— begin —

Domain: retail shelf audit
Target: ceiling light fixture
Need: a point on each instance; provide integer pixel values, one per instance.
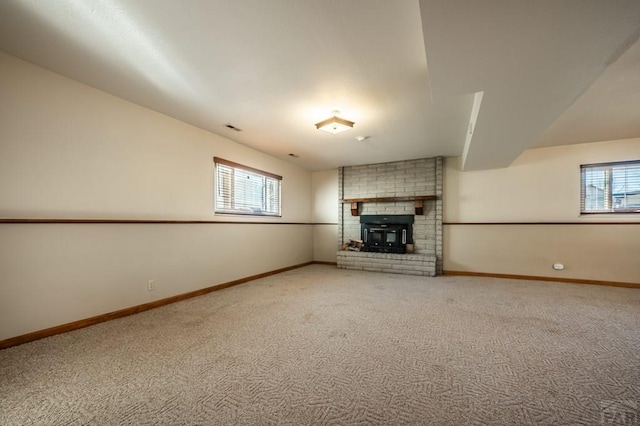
(335, 124)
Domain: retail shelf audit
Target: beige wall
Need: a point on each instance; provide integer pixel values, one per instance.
(325, 215)
(542, 185)
(70, 151)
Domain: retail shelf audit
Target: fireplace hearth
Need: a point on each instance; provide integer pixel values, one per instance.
(386, 233)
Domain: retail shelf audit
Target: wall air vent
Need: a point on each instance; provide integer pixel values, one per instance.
(232, 127)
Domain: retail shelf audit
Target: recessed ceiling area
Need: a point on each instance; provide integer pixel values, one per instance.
(406, 72)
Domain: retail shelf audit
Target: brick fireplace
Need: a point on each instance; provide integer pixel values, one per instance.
(411, 187)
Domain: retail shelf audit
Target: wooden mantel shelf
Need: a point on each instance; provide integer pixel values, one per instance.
(417, 199)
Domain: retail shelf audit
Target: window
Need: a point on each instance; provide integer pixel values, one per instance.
(244, 190)
(610, 187)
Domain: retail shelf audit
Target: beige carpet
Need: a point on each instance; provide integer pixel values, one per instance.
(318, 345)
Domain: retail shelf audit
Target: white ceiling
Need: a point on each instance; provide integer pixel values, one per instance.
(540, 72)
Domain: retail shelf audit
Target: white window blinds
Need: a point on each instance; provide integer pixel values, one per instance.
(610, 187)
(242, 189)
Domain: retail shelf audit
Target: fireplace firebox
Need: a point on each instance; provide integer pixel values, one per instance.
(386, 233)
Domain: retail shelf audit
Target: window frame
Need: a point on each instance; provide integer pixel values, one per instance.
(266, 176)
(608, 196)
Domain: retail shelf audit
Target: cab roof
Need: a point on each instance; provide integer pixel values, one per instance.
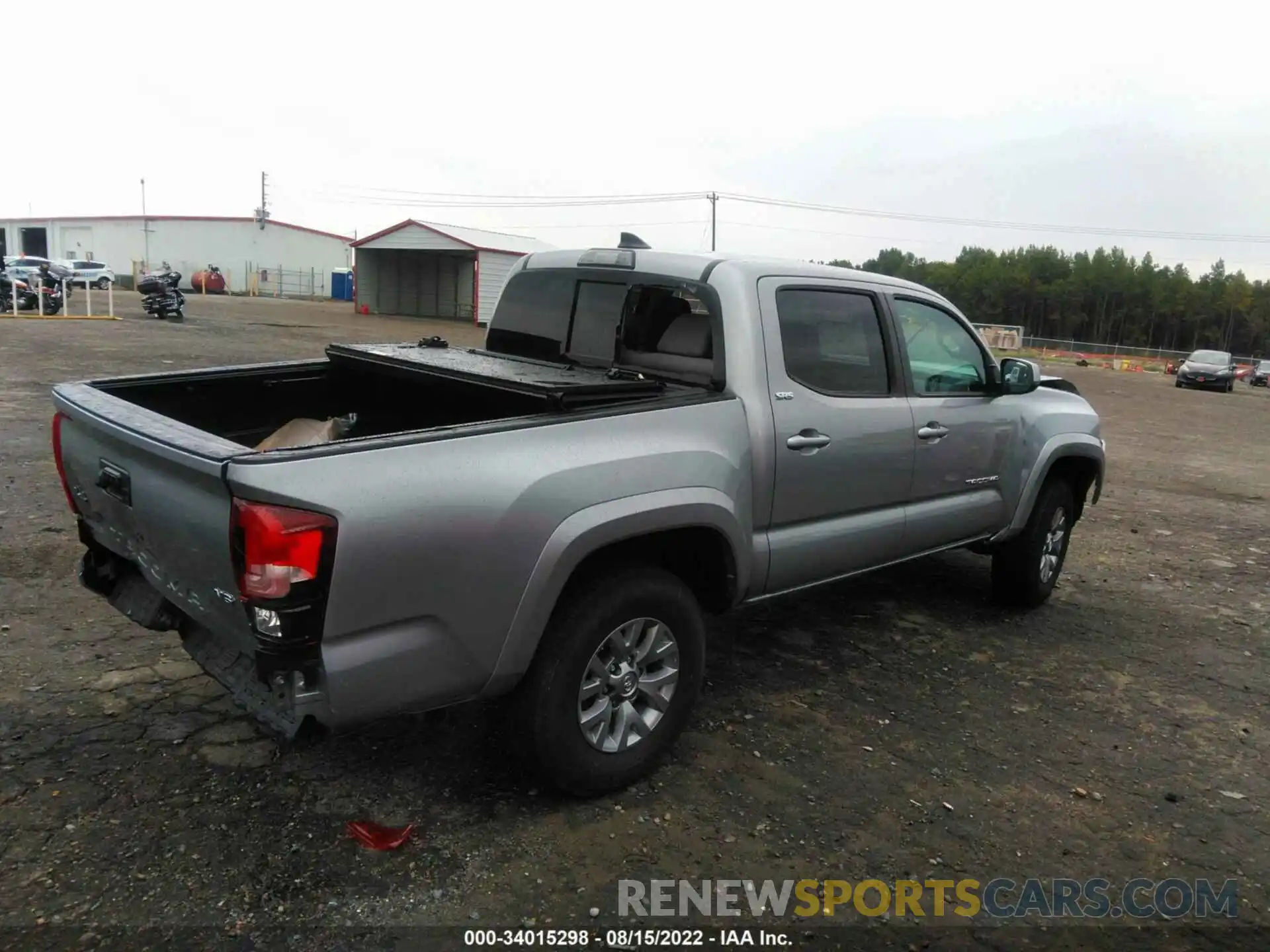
(690, 266)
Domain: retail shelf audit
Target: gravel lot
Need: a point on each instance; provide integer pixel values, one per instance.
(833, 729)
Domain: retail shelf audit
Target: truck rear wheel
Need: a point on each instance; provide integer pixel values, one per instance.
(614, 680)
(1027, 568)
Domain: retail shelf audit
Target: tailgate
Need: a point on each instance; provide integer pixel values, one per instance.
(153, 492)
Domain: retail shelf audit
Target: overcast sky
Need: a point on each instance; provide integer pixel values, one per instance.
(1095, 114)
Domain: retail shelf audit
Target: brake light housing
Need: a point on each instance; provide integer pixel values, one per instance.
(280, 547)
(58, 461)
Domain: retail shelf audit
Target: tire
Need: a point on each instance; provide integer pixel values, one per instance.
(1019, 576)
(550, 701)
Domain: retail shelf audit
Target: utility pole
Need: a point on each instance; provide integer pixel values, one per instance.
(145, 223)
(263, 211)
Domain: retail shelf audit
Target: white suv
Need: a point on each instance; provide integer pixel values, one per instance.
(95, 273)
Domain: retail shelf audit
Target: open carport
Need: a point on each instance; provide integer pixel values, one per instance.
(421, 270)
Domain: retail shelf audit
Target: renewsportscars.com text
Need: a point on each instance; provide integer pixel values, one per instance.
(999, 898)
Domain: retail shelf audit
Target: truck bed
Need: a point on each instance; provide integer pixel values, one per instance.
(392, 387)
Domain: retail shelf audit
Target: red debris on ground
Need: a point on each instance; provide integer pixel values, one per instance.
(375, 837)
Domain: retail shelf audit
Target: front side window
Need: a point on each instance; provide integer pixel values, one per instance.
(832, 342)
(943, 354)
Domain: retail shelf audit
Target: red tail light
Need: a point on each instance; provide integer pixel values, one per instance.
(281, 546)
(58, 461)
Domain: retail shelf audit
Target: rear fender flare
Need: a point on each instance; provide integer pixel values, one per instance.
(591, 530)
(1064, 444)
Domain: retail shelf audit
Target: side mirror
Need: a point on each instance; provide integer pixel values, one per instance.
(1019, 376)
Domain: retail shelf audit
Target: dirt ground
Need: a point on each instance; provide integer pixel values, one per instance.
(833, 729)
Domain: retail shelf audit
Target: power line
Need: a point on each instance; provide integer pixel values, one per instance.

— end —

Each line of the data is to be duplicated exactly; pictures stay out of the copy.

Domain: retail shelf audit
Target: ceiling light fixture
Need: a point on each instance; provide integer pixel values, one per instance.
(335, 124)
Domain: retail shelf audit
Target: beige wall
Need: a point on each instance; provide integer pixel values, one per instance.
(325, 215)
(542, 185)
(70, 151)
Domain: retail shelf audit
Target: fireplace hearth
Need: a point on each instance; provide integer pixel values, one per instance.
(386, 233)
Domain: retail shelf audit
Target: wall air vent
Need: a point on each instance; provide integer pixel values, one per instance.
(232, 127)
Domain: retail shelf audit
Target: recessed ceiling area
Need: a point on each instance; provide integer pixel values, one per instance.
(406, 72)
Domain: retail shelf audit
Target: brick fireplace
Need: a point on each instance; provide integer pixel values, one per instance.
(411, 187)
Domain: retail shelf audit
Target: wooden mantel shelf
Need: a point on each instance; provide integer pixel values, one per instance.
(417, 199)
Domain: retail shelf audit
Target: window
Need: a point on each instance; provide integer pixel values, one per instance.
(244, 190)
(610, 187)
Domain: retail shelf audit
Target: beige carpet
Need: a point on each instance; provide integer pixel values, one per instance.
(318, 345)
Domain: retail shelf audit
Target: white ceiling
Need: a point on each instance; provide integer pixel values, one per instance.
(540, 72)
Domain: retail shelf audit
Target: white window blinds
Need: a point on each instance; provide integer pixel values, one per instance.
(610, 187)
(242, 189)
Domain: retail shelf audit
Target: fireplace firebox
Need: a point on each instance; provide integer pixel values, one per instance.
(386, 233)
Domain: retail shelf audit
Target: window frame
Need: a point on each instance; provide integer pixel values, one per instance.
(266, 176)
(608, 196)
Domain: retail shelf audit
Target: cab roof
Need: a point on each instance; provide integer pixel values, one per instance.
(690, 266)
Domain: retail shelf audit
Target: gravel lot
Need: a point on each instance; provide integer pixel values, one per instance.
(833, 729)
Domain: retail shelf audit
Target: truck rear wheel
Need: a point on each instance; provide integer pixel values, one per instance.
(614, 680)
(1027, 568)
Domain: retail shelf audit
Target: tailgate
Need: a point on each instance; provide integer pixel values, one per instance.
(153, 492)
Domain: retail shelf audit
Target: overcast sky
Need: a point on each instance; provide integer pixel values, one per instance.
(1095, 114)
Domain: retail shelf audit
Target: brake light housing
Need: a point on each instance; provide integer pixel values, one per instance.
(280, 547)
(58, 461)
Domain: retail shelf audit
Target: tire
Need: a point on each instance; provide integer pixel values, one per instance.
(1019, 576)
(550, 701)
Domain: retail shelf audit
Target: utility pole
Need: a point on each instance; provide integer pixel values, one per instance.
(145, 223)
(263, 211)
Domain: retail shelf audit
Target: white suv
Need: a point on each instance; provide integer pixel values, one per instance.
(95, 273)
Domain: retail shelf audit
Target: open carport
Need: a point on each instance; provide integer pixel values, one per instance.
(421, 270)
Domain: retail shelf audit
Target: renewsportscars.com text
Need: a point on each instance; provide integer pixel values, one per instance.
(999, 898)
Domain: retail shelf audit
Target: truck bed
Need: a point on each instance; provide integer pixel values, one per instance.
(392, 387)
Domain: retail shelf audit
Target: red debris on ground
Need: a point on each instance; provide integer pixel values, one per instance.
(375, 837)
Domain: retail shelf audit
Target: front side window
Need: a point on each instance; provide integer pixel values, one per instance.
(832, 342)
(943, 354)
Domain: retail shelf audit
Target: red tail light
Need: a point on each instance; provide integer pixel values, one per instance.
(281, 546)
(58, 461)
Domain: retail shelf audit
Target: rear fender flare
Need: a point on each instance; provide integer pixel values, one per instance.
(591, 530)
(1064, 444)
Domain: retail shelf audit
Target: side mirror
Need: a point on each instance; provide integer pixel values, one per instance.
(1019, 376)
Domain: retail shelf audit
Target: dirt ground
Need: a point on each instance; provide integer pixel values, one per instance.
(833, 729)
Domain: retail shelf audit
Target: power line
Need: a point on each instance; provide integer pixel values, one per instance.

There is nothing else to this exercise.